- **Exercise description**: Go through the records below and copy out every line holding "blue".

- **Data supplied**:

# # #

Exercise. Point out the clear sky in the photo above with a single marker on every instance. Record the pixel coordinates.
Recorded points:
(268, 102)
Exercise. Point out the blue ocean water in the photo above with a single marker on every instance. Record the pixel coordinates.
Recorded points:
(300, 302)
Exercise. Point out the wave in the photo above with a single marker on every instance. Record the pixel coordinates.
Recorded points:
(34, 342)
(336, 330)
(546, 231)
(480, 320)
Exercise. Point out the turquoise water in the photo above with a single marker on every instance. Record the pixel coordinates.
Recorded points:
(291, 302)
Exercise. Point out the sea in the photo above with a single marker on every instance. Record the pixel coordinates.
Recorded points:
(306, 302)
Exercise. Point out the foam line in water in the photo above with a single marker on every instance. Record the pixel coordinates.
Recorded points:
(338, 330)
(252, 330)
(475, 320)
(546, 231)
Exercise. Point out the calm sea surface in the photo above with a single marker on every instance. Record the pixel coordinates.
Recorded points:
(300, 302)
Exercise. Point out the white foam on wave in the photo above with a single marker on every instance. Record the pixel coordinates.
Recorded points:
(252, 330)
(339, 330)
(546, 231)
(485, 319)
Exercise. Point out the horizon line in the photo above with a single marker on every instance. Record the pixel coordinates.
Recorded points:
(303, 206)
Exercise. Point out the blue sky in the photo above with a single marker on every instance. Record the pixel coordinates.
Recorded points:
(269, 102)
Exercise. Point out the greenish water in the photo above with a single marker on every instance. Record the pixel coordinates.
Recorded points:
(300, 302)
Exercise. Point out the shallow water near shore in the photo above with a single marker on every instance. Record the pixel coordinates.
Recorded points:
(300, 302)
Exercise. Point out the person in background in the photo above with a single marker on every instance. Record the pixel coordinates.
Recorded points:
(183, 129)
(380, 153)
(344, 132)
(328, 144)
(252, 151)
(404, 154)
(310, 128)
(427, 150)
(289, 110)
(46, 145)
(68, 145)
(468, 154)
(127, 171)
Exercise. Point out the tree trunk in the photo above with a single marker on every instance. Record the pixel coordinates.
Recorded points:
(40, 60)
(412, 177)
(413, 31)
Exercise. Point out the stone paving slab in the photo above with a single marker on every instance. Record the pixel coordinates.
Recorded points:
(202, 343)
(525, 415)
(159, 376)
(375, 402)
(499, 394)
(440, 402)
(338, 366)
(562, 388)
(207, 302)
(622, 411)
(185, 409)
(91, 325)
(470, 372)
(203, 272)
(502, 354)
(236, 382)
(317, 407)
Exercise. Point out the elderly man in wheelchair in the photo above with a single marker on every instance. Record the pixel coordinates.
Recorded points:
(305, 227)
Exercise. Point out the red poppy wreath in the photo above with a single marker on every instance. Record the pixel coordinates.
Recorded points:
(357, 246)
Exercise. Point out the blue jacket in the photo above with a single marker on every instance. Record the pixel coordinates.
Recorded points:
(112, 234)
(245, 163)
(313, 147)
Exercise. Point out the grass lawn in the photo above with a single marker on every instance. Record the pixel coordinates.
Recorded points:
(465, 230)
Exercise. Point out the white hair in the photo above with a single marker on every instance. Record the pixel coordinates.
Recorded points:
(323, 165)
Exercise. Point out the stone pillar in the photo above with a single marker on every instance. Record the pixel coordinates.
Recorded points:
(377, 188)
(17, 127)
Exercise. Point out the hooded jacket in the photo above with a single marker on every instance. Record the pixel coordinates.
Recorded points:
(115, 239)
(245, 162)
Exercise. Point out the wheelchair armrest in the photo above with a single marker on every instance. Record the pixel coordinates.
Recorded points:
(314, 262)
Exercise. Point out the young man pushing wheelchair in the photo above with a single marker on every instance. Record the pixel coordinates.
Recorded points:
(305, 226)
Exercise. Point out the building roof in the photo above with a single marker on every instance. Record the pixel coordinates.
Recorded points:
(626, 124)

# # #

- **Expected answer**:
Exercise. Point out the blue ocean water in the photo above with a single marker on every instance. Record the pixel coordinates.
Exercise. Point out the blue sky in the photo above with a single marker on every instance. Record the pixel coordinates.
Exercise. Point out the blue jacket in the photo above with a single marker on every instance. Record the pixel coordinates.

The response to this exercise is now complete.